● **EXERCISE TASK**: Could you write out the Casamance conflict passage below in full, word for word?

● **TEXT SEGMENT**:
After almost 30 years in the forests, it is very difficult for the rebels to change their lifestyle. Many have not learnt a trade or profession. Also, former agricultural workers who wish to return to society are confronted with various difficulties. During their absence, which often spanned a period of many years, their land was given to others. This leaves them with very few options for a new start. Since President Abdoullaye Wade came into power in 2000, there has been more or less direct contact with the Maquis in the course of peace talks. Following the abandonment of all preceding negotiations by his predecessor, Diouf, and Wade’s announcement that he intended to resolve the Casamance conflict in 100 days, he appointed General Abdoullaye Fall as mediator in 2002. Using audio and video tapes, fall attempted to contact the Maquis. He informed them that the army had been ordered to retreat and offered them amnesty in return for them laying down their arms. The Maquis, confused by Wade’s new policy, returned to armed fighting. Wade responded with more stringent law enforcement and the destruction of rebel bases in 2003. From September 2004 onwards, the situation appeared to have stabilized as a result of various meetings between the government and the MFDC. This temporary peace enabled many refugees to return home. People began to rebuild their lives. On December 30, 2004, new peace treaties were signed. However, not all MFDC factions were involved, resulting in renewed violent clashes. Wade felt betrayed and withdrew funding from the region. The conflict intensified once more. New peace talks on neutral soil in Fundjul in the Kaolack region in January 2005 were nothing more than political discourse, which was not followed by actions. Particularly since the death of Abbé Diamacoune Senghors in January 2007, who for many years acted as the link between the MFDC and the Senegalese government, the situation again has become more complicated. The Attika began fighting again on August 20, 2009. The current situation in the spring of 2010, with new reports of attacks in Casamance, shows that the conflict is far from being resolved. Wade’s strategy is considered by observers as an awaiting of signs of fatigue in the MFDC.

● **SOURCE DATA**:
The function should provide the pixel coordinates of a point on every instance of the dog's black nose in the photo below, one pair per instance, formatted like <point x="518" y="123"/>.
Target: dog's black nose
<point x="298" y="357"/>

● **REPLY**:
After almost 30 years in the forests, it is very difficult for the rebels to change their lifestyle. Many have not learnt a trade or profession. Also, former agricultural workers who wish to return to society are confronted with various difficulties. During their absence, which often spanned a period of many years, their land was given to others. This leaves them with very few options for a new start. Since President Abdoullaye Wade came into power in 2000, there has been more or less direct contact with the Maquis in the course of peace talks. Following the abandonment of all preceding negotiations by his predecessor, Diouf, and Wade’s announcement that he intended to resolve the Casamance conflict in 100 days, he appointed General Abdoullaye Fall as mediator in 2002. Using audio and video tapes, fall attempted to contact the Maquis. He informed them that the army had been ordered to retreat and offered them amnesty in return for them laying down their arms. The Maquis, confused by Wade’s new policy, returned to armed fighting. Wade responded with more stringent law enforcement and the destruction of rebel bases in 2003. From September 2004 onwards, the situation appeared to have stabilized as a result of various meetings between the government and the MFDC. This temporary peace enabled many refugees to return home. People began to rebuild their lives. On December 30, 2004, new peace treaties were signed. However, not all MFDC factions were involved, resulting in renewed violent clashes. Wade felt betrayed and withdrew funding from the region. The conflict intensified once more. New peace talks on neutral soil in Fundjul in the Kaolack region in January 2005 were nothing more than political discourse, which was not followed by actions. Particularly since the death of Abbé Diamacoune Senghors in January 2007, who for many years acted as the link between the MFDC and the Senegalese government, the situation again has become more complicated. The Attika began fighting again on August 20, 2009. The current situation in the spring of 2010, with new reports of attacks in Casamance, shows that the conflict is far from being resolved. Wade’s strategy is considered by observers as an awaiting of signs of fatigue in the MFDC.